▶ **Task brief**
Take the line containing "Task: tag every instance of the bush" and every line after it in the data below, and print them exactly as given, with nothing else.

** start Data lines **

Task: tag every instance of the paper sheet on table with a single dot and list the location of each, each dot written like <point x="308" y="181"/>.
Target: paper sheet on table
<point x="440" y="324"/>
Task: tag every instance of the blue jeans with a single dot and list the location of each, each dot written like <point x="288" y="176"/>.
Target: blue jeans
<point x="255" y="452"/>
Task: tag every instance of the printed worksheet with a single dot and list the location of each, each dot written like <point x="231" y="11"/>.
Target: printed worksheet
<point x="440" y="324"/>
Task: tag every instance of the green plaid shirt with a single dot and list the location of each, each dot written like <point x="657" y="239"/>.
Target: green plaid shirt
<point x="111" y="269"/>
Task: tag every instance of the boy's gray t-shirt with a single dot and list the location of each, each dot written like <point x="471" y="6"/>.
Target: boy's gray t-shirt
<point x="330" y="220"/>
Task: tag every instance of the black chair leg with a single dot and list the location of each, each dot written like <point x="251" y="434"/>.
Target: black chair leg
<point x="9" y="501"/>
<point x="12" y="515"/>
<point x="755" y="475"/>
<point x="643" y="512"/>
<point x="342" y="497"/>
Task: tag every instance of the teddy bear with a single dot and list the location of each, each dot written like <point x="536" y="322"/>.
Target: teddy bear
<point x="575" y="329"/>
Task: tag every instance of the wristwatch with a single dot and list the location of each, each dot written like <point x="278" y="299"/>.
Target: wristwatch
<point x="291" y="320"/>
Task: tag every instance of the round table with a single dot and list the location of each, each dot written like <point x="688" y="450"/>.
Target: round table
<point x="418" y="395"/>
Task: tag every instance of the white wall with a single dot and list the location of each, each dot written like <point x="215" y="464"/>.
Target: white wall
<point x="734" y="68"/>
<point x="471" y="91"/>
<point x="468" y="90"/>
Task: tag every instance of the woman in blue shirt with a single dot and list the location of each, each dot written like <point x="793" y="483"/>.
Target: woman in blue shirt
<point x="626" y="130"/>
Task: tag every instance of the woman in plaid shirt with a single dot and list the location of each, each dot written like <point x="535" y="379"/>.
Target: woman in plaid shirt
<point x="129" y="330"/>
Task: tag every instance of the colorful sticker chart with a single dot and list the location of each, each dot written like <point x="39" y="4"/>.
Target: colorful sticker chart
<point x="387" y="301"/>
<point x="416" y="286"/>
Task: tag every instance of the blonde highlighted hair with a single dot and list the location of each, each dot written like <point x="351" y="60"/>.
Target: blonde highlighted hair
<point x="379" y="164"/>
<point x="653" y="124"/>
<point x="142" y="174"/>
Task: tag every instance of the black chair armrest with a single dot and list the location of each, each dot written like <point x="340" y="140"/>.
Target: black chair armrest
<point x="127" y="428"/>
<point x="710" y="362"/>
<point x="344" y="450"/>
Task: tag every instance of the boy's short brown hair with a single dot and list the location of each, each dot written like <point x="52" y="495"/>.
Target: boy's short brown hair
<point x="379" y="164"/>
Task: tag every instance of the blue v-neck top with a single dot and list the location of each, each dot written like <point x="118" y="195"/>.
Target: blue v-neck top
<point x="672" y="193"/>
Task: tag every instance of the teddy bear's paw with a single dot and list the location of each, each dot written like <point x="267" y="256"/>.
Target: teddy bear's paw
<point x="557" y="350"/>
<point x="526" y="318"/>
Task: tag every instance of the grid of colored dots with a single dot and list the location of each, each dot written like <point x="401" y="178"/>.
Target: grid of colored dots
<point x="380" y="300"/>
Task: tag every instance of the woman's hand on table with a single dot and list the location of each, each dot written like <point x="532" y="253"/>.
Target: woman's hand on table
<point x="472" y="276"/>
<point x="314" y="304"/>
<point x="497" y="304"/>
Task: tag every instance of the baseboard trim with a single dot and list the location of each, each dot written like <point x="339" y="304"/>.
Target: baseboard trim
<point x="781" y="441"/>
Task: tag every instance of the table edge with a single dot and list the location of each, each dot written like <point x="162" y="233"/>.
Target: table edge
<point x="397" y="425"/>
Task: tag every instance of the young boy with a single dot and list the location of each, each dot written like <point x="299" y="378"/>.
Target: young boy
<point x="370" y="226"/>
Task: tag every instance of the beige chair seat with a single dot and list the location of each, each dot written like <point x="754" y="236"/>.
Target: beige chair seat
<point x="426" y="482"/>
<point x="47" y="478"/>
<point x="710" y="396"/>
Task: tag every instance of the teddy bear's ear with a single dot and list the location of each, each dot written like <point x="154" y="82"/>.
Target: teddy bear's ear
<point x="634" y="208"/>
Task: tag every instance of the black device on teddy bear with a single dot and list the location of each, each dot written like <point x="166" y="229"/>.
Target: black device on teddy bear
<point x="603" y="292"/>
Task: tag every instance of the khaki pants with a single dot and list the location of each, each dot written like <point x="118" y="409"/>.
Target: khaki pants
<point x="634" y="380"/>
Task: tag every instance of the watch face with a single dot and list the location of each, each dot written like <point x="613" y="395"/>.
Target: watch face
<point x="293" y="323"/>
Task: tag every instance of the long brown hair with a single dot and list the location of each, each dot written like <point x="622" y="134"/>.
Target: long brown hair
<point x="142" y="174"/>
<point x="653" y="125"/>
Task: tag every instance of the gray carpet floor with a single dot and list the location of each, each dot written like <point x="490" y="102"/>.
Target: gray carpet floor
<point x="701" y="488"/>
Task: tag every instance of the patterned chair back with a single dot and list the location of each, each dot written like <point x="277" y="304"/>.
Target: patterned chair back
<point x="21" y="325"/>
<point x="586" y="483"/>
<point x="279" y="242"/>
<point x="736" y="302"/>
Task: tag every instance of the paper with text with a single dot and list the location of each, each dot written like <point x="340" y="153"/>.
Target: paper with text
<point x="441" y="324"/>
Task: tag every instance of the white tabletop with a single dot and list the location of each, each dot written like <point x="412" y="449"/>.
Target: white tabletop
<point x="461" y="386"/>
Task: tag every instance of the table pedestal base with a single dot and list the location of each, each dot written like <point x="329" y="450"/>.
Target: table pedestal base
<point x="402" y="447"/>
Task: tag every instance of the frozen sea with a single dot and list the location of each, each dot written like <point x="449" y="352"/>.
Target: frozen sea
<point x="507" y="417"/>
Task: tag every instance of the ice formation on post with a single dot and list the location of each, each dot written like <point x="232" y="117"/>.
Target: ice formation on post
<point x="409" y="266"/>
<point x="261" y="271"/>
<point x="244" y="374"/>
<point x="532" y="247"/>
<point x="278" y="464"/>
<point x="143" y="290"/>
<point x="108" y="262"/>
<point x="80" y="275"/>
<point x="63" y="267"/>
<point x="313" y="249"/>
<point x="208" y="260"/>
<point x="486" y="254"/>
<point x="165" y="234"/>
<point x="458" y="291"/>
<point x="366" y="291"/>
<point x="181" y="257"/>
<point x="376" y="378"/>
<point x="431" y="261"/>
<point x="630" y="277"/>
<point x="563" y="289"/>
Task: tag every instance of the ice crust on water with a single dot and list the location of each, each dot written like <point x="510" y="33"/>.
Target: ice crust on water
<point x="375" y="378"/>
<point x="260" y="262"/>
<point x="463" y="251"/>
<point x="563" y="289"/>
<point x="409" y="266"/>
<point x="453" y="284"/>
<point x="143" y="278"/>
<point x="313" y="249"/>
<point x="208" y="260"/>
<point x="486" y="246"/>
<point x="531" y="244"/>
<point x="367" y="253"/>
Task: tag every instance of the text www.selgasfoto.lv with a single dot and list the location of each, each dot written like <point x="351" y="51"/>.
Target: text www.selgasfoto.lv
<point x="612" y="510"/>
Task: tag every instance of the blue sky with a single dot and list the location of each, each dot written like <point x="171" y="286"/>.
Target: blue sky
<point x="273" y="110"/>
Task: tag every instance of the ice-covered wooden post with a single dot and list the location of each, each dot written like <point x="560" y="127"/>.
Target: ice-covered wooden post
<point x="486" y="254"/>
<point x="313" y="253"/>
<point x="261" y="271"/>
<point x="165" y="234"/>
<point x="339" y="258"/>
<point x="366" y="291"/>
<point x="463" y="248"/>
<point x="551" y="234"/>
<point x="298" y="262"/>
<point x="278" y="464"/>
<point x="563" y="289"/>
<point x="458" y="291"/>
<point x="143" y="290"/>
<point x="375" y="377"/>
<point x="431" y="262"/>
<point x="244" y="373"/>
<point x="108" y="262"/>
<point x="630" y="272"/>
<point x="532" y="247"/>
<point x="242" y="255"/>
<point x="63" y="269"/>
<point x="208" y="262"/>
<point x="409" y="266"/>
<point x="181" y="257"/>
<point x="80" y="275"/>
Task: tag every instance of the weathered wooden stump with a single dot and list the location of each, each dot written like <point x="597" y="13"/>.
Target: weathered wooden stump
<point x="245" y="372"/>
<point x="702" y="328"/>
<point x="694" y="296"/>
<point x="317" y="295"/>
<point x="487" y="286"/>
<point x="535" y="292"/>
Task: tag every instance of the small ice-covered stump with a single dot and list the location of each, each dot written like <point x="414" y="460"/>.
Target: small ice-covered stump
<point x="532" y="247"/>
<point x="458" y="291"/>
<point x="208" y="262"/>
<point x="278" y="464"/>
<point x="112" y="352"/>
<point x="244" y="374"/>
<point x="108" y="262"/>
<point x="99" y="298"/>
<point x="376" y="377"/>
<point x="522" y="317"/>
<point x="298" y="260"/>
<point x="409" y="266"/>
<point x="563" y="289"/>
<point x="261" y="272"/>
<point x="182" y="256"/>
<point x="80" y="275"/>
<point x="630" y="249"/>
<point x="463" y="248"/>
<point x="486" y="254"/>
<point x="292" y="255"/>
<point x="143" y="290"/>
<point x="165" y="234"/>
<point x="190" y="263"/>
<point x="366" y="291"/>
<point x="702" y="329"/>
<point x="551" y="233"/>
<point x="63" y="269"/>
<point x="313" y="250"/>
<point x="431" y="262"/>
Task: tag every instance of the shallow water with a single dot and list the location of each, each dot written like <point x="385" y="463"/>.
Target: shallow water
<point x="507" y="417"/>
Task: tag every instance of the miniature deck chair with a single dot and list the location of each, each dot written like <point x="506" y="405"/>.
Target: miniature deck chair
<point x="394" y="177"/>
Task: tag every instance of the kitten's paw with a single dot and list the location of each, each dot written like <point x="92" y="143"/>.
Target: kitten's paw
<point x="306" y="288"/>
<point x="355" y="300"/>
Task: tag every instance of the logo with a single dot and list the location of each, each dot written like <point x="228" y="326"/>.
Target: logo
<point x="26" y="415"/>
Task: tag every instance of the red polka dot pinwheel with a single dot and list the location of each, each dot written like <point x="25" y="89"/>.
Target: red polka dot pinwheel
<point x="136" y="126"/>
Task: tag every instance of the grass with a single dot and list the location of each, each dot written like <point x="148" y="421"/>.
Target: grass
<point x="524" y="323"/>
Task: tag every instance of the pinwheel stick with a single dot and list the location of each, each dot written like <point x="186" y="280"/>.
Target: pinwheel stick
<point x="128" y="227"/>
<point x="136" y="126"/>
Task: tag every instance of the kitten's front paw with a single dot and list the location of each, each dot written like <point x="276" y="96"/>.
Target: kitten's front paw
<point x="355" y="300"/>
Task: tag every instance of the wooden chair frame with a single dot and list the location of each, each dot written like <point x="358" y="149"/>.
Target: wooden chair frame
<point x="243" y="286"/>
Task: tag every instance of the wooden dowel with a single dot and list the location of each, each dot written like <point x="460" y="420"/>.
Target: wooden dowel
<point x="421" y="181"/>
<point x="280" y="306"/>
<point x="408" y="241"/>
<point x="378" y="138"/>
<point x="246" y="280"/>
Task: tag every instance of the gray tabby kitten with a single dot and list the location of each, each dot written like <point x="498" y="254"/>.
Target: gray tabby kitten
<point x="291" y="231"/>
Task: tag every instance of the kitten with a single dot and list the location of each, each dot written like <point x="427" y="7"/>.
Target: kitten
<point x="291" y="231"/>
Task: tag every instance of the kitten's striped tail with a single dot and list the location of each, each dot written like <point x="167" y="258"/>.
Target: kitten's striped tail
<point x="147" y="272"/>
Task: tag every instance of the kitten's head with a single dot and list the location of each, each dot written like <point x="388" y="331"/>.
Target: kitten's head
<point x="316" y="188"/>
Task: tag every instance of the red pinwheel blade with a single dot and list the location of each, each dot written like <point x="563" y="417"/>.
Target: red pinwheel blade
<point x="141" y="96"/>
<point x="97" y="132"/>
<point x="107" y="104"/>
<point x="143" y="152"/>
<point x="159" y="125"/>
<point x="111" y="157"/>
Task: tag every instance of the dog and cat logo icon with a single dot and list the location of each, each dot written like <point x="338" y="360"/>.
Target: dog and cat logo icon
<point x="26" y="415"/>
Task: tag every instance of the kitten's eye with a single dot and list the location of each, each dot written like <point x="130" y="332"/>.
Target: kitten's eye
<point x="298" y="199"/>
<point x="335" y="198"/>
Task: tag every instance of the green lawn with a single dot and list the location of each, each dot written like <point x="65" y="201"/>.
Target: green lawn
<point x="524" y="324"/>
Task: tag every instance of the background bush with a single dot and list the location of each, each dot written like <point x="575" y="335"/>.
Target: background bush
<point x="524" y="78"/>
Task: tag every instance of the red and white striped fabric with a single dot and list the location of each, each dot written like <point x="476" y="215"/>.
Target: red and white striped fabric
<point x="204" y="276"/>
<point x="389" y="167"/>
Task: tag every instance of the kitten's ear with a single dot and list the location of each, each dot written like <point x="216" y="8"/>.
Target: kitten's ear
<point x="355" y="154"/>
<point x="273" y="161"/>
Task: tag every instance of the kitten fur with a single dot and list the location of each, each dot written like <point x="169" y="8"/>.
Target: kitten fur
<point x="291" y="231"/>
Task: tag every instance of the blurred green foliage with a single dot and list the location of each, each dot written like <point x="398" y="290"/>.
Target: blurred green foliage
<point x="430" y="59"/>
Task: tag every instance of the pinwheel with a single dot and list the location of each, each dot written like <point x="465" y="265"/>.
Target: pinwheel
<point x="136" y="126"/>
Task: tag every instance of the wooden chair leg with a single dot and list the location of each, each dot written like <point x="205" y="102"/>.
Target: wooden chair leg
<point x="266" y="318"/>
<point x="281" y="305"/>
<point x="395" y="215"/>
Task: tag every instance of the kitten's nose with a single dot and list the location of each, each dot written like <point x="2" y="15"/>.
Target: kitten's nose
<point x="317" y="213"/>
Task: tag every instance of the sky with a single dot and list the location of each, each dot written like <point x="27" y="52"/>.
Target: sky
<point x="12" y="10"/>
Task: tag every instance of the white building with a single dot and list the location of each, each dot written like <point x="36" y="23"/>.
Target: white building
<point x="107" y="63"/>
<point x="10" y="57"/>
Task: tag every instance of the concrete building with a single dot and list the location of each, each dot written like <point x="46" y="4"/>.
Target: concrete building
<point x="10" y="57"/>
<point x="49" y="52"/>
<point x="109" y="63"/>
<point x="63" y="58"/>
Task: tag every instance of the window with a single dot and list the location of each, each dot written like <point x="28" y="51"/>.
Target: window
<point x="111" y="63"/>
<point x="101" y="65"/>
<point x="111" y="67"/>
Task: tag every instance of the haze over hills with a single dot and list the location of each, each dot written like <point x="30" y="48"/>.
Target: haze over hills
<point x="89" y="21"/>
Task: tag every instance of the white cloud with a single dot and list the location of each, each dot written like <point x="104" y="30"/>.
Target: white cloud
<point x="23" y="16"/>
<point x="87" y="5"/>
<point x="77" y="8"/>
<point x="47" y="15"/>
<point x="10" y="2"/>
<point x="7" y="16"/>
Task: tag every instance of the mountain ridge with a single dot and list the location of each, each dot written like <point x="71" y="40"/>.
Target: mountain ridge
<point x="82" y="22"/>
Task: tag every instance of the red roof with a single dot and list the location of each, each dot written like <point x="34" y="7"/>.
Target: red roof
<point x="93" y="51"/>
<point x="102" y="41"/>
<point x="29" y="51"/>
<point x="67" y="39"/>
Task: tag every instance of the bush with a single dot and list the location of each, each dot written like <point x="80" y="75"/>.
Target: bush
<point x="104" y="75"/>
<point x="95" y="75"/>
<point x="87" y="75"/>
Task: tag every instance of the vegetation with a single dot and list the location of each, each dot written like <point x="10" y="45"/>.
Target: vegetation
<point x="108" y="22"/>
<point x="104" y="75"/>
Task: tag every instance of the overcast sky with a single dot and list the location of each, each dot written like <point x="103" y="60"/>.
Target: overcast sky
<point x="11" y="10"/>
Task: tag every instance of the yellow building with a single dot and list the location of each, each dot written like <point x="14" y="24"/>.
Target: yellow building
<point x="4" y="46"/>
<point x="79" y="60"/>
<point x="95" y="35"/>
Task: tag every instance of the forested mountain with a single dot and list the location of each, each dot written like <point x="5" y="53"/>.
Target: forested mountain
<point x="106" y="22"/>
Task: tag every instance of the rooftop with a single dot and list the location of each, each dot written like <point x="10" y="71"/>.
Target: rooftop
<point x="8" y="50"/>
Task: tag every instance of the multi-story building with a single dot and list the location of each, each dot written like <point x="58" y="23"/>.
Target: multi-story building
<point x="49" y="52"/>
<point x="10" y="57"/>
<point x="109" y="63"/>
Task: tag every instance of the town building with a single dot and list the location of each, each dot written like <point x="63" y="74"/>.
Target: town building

** end Data lines **

▶ **Exercise response**
Task: tag every instance of the bush with a single dot and list the location of each, each dot written like <point x="80" y="75"/>.
Target: bush
<point x="104" y="75"/>
<point x="95" y="75"/>
<point x="87" y="75"/>
Task: tag every instance of the vegetation with a single dot and list the location of each, each dot written like <point x="10" y="45"/>.
Target: vegetation
<point x="108" y="22"/>
<point x="104" y="75"/>
Task: tag every instance of the overcast sky with a single dot and list the location of each, each dot written like <point x="103" y="60"/>.
Target: overcast sky
<point x="11" y="10"/>
Task: tag every instance of the yellow building with a single dot and list the location of each, each dot written like <point x="14" y="24"/>.
Target: yellow building
<point x="4" y="46"/>
<point x="79" y="60"/>
<point x="95" y="35"/>
Task: tag every instance of the forested mountain with a single dot and list the location of each, each dot written like <point x="5" y="53"/>.
Target: forested mountain
<point x="106" y="22"/>
Task: tag every instance of the rooftop with a single dot and list the location of each, each dot written like <point x="10" y="71"/>.
Target: rooftop
<point x="8" y="50"/>
Task: tag every instance of the multi-story building with a single dot and list the location of each, each dot written like <point x="58" y="23"/>.
Target: multi-story building
<point x="49" y="52"/>
<point x="10" y="57"/>
<point x="109" y="63"/>
Task: tag every instance of the town building with a single dot and list the location of each, each dot written like <point x="63" y="74"/>.
Target: town building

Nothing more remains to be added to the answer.